START DATA LISTING
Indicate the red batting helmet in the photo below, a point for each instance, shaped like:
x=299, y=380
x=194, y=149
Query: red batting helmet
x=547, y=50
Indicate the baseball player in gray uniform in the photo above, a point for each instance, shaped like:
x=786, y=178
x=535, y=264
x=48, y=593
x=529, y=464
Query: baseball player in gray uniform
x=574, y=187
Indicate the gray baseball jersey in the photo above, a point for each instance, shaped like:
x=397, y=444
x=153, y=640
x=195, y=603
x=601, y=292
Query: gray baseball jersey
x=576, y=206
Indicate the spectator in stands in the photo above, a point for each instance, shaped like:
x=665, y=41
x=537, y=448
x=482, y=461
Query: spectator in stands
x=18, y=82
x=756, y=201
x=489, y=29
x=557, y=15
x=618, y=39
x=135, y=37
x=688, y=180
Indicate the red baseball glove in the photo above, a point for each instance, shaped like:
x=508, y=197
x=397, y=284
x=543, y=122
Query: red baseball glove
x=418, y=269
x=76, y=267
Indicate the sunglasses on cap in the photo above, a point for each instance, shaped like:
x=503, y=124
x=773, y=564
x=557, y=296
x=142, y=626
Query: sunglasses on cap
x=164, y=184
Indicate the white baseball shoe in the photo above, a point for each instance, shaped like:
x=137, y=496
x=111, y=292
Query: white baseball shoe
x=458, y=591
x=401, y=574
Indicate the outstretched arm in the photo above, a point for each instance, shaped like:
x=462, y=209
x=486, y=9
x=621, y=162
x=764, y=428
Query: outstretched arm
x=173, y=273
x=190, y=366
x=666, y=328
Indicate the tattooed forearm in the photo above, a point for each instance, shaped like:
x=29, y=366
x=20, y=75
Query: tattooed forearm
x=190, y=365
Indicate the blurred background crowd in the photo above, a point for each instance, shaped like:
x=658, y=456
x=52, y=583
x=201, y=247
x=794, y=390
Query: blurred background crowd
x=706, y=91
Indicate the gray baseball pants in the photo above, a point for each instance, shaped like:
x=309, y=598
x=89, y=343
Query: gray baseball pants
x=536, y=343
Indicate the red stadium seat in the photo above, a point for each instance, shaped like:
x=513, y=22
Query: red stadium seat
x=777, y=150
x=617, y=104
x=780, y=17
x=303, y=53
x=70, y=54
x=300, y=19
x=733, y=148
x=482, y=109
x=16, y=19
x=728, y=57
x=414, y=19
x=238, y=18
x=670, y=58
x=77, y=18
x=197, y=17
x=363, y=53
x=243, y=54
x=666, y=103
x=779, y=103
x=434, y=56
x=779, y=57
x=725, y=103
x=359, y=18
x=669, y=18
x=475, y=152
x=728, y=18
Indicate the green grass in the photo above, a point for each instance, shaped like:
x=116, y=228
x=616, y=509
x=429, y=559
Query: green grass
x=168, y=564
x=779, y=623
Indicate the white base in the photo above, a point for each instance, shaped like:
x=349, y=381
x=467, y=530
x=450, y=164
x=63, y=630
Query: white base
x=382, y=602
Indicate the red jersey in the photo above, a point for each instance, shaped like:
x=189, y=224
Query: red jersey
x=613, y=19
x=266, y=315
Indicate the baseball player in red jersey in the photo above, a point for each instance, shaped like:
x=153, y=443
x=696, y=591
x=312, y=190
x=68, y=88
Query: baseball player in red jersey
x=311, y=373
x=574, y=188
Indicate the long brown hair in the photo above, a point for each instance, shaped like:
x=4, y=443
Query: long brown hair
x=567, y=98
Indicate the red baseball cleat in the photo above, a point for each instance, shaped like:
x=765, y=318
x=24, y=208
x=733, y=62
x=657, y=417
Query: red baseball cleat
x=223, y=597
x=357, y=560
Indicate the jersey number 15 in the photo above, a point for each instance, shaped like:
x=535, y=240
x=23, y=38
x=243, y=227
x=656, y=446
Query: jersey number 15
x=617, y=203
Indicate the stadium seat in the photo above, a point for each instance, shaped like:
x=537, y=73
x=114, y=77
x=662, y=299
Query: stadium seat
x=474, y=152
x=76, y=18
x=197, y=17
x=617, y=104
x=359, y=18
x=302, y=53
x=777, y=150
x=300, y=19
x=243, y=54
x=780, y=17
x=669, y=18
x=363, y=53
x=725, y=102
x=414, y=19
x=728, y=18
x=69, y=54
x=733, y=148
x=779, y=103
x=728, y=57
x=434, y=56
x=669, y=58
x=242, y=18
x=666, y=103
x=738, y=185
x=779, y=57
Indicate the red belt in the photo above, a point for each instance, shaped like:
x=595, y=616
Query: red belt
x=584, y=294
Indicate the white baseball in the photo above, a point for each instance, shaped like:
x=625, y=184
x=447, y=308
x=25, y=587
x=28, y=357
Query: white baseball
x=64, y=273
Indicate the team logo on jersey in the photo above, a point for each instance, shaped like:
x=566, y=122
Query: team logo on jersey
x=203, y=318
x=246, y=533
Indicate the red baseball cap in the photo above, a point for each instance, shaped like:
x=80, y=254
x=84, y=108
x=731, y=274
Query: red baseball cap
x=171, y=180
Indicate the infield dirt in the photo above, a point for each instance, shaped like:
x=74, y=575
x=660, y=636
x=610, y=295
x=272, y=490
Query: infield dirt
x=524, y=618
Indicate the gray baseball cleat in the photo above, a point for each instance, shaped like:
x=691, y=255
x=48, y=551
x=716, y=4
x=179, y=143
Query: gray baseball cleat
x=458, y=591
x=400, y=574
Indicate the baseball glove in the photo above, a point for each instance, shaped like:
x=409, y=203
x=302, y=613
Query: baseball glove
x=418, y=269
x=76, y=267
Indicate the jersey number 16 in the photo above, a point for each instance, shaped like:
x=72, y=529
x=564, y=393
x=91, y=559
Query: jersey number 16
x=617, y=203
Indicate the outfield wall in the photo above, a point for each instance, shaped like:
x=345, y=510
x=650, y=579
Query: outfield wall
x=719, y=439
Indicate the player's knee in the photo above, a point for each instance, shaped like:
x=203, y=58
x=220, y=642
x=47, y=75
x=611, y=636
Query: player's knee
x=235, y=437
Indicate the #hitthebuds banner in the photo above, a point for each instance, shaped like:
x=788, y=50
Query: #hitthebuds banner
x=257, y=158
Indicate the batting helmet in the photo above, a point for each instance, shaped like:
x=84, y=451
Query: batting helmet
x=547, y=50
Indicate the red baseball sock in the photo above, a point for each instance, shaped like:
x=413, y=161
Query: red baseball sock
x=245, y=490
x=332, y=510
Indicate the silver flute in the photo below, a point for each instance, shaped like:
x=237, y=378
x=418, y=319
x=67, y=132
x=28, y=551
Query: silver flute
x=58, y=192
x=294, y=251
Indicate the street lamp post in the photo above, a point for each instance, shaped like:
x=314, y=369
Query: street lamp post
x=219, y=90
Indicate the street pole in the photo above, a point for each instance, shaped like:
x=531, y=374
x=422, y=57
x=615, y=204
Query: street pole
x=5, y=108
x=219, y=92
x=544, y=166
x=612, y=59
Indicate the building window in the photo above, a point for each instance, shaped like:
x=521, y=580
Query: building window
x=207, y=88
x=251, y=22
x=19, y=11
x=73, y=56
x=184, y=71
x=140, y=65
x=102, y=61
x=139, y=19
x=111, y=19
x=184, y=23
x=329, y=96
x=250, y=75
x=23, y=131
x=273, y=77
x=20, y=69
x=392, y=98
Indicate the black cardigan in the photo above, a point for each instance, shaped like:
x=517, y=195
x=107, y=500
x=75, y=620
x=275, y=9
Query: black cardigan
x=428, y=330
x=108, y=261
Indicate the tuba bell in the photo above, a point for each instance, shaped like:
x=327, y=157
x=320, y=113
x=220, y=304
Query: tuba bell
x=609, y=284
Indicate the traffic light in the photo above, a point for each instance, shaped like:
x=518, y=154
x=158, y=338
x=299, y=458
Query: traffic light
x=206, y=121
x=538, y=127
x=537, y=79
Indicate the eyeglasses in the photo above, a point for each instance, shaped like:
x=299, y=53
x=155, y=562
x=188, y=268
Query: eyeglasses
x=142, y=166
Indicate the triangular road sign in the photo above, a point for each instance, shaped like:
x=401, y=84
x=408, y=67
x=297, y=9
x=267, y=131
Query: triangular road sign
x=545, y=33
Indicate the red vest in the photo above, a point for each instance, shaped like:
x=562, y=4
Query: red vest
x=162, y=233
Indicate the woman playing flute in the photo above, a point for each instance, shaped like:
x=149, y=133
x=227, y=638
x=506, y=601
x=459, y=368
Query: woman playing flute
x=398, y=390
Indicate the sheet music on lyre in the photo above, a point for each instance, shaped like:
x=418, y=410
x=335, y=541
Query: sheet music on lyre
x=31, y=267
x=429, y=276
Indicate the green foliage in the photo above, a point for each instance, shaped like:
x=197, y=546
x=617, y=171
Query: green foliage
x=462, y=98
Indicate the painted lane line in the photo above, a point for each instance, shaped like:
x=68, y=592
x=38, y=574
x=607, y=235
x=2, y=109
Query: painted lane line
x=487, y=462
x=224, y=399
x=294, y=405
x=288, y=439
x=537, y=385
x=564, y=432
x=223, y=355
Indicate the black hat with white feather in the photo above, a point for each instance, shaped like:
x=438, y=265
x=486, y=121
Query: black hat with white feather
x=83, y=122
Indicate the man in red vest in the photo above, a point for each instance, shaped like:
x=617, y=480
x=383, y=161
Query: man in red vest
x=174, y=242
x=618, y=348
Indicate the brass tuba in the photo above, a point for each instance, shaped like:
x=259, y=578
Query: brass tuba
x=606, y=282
END DATA LISTING
§ **GOAL OF THE EXERCISE**: Lines holding "below" are the ones to copy; find all of them in the listing.

§ **YOUR SOLUTION**:
Indicate the red batting helmet in the photo below, a point for each instance, shaped like:
Indicate the silver flute in the photo below, a point for each instance, shaped like:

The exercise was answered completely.